**SHORT TASK**:
Extract every line in the records below that contains the string "bottom".

Region labeling records:
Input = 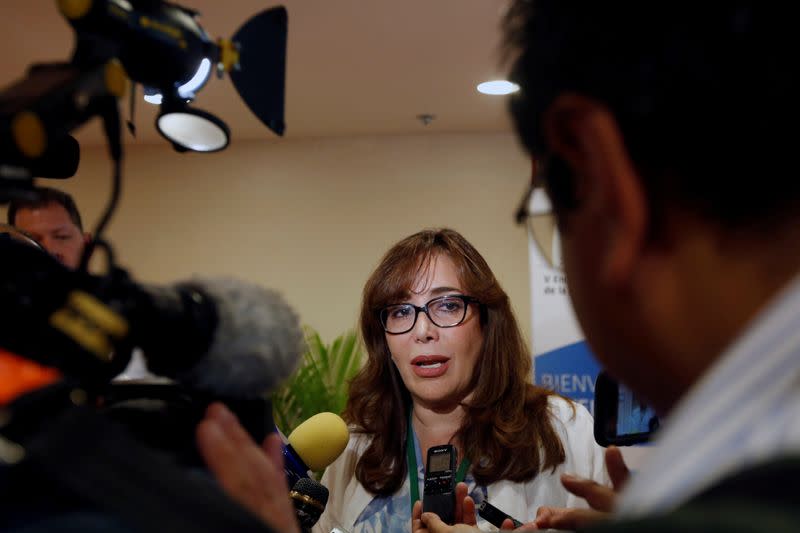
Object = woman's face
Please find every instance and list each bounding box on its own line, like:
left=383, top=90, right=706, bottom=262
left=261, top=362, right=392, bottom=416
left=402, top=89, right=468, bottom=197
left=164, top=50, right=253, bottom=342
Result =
left=386, top=254, right=483, bottom=408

**REPLY TO THE EXERCISE**:
left=383, top=90, right=706, bottom=262
left=261, top=362, right=392, bottom=416
left=402, top=89, right=468, bottom=197
left=164, top=50, right=253, bottom=342
left=386, top=254, right=483, bottom=408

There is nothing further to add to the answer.